Exercise details. Line by line, repeat the material below exactly and skip the images.

Supplied data.
= Beginning of Section =

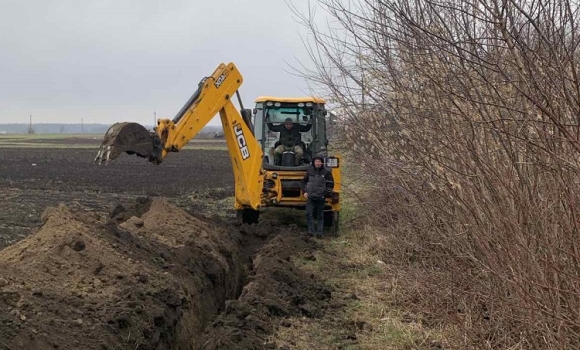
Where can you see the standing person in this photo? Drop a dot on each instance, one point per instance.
(290, 139)
(316, 182)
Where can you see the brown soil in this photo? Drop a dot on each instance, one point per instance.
(138, 272)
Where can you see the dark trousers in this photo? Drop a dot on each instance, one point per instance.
(315, 215)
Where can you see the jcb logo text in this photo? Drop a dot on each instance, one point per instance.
(242, 144)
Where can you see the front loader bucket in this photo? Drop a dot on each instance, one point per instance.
(131, 138)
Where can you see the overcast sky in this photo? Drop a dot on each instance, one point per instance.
(121, 60)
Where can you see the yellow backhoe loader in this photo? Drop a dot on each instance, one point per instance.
(265, 174)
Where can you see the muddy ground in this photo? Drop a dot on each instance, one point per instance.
(136, 256)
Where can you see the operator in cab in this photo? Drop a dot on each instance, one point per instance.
(290, 139)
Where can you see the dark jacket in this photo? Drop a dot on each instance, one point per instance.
(290, 137)
(317, 182)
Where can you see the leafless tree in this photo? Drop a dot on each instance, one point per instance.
(466, 114)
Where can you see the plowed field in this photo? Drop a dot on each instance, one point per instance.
(137, 256)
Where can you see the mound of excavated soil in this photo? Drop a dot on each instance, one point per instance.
(151, 276)
(81, 283)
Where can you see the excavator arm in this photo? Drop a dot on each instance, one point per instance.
(214, 95)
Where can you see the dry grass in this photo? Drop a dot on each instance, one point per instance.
(364, 313)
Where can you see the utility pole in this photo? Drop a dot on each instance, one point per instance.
(30, 131)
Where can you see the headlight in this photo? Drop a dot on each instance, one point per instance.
(331, 162)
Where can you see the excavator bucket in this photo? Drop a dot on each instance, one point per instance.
(131, 138)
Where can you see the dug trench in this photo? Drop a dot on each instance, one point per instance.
(151, 276)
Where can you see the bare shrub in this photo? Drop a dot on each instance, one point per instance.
(465, 116)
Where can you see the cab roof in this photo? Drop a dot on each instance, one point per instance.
(289, 99)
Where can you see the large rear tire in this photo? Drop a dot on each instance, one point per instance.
(248, 216)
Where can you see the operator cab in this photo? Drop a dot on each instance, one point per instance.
(307, 116)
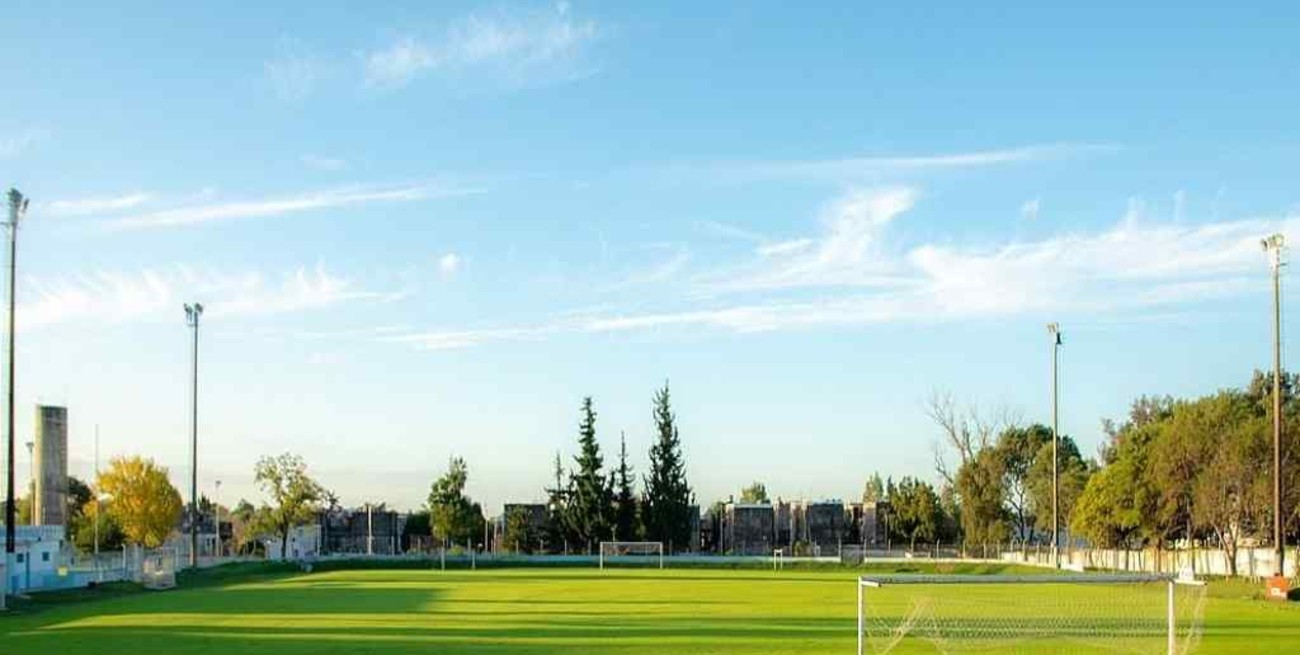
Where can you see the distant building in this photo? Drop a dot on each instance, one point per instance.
(365, 530)
(37, 556)
(51, 464)
(748, 529)
(824, 526)
(534, 517)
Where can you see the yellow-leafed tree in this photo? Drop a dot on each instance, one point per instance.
(142, 499)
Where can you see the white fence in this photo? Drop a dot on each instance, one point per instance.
(1256, 563)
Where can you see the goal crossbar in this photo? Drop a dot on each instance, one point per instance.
(1169, 580)
(1082, 578)
(610, 550)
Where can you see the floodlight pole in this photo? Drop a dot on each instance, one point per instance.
(191, 317)
(1054, 332)
(17, 208)
(1273, 246)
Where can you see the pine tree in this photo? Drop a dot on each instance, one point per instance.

= End of Section =

Result below.
Where can you see the standing person in this photo? Drop a dot on each instance, one point per instance.
(290, 139)
(316, 182)
Where can you see the brown soil in this photo? Drop a dot on each instance, one point per instance.
(138, 272)
Where can you see the dark trousers in this photo? Drop a dot on each instance, one point per instance.
(315, 215)
Where can you see the jcb logo text in this photo? Drop a dot on each instance, one point per instance.
(242, 144)
Where can you see the front loader bucket in this photo? Drop a dot on each instance, one point per instance.
(131, 138)
Where can you see the overcast sky in this photo? Drop a dot on each instance, one point per instance.
(121, 60)
Where can you see the yellow backhoe loader in this photo? Drop a dot on each instance, one point per instance.
(265, 174)
Where can you see the muddy ground in this photo? Drop a dot on each instance, one point per instance.
(136, 256)
Where can you see the operator in cab in this photo? Drop a dot on each instance, one point per instance.
(290, 139)
Where can you see the dark jacket in this photo? Drop a dot on each instance, one point per instance.
(290, 137)
(317, 182)
Where can you see the leafless tree in this photo? Drop a dot on each instance, one point per instance.
(466, 114)
Where can you see the plowed field in this photo? Drop a dot on each instance, one point per instance.
(137, 256)
Where can you see the mound of excavated soil in this photo? Drop a dot on each instance, one point per instance.
(151, 276)
(81, 283)
Where can you see the excavator arm in this photo? Drop a dot on each instance, one point per instance.
(214, 95)
Where can you see the dry grass in this photo? Drop a dot on each instance, one point per instance.
(364, 313)
Where can you see the utility pole in this photo? Drop a dot on each instance, one point per instance.
(30, 131)
Where can you see the headlight in this photo? Drop a dot on each instance, one point per instance.
(331, 162)
Where can you see the excavator bucket in this photo? Drop a dot on each instance, one point per instance.
(131, 138)
Where can you see the dug trench in this photo? Drop a dot on each instance, one point per instance.
(151, 276)
Where can you see the bare shrub in this photo? Drop a dot on each instance, one point per instance.
(465, 116)
Where can you see the cab roof in this photo? Drop a dot on each instance, one point per instance.
(289, 99)
Where can you see the large rear tire in this photo? Drop a dot on each instance, one point per instance.
(248, 216)
Where can you see the operator cab in this photo? Drop a dot on each instance, one point per instance.
(307, 116)
Where can you see the distant building in this photo? Drop a dot on each instance, one point per instance.
(365, 530)
(37, 556)
(51, 464)
(748, 529)
(824, 526)
(534, 517)
Where can you see the yellow-leafed tree in this photo? Drop a dot on each instance, one point per instance.
(142, 499)
Where can you see the white fence in this photo? Drop a dot on each instance, one point per instance.
(1256, 563)
Where can you see the goal crossbar in this photo? Drop a dot on each instance, one point per instance.
(1169, 580)
(1082, 578)
(610, 550)
Where can you see the floodlight pole in this photo? Drop a dot on each instance, one point per instance.
(191, 317)
(1054, 332)
(17, 208)
(1273, 246)
Where can you see the pine tree in this photo? Drop a dot on each instance, one point per instance.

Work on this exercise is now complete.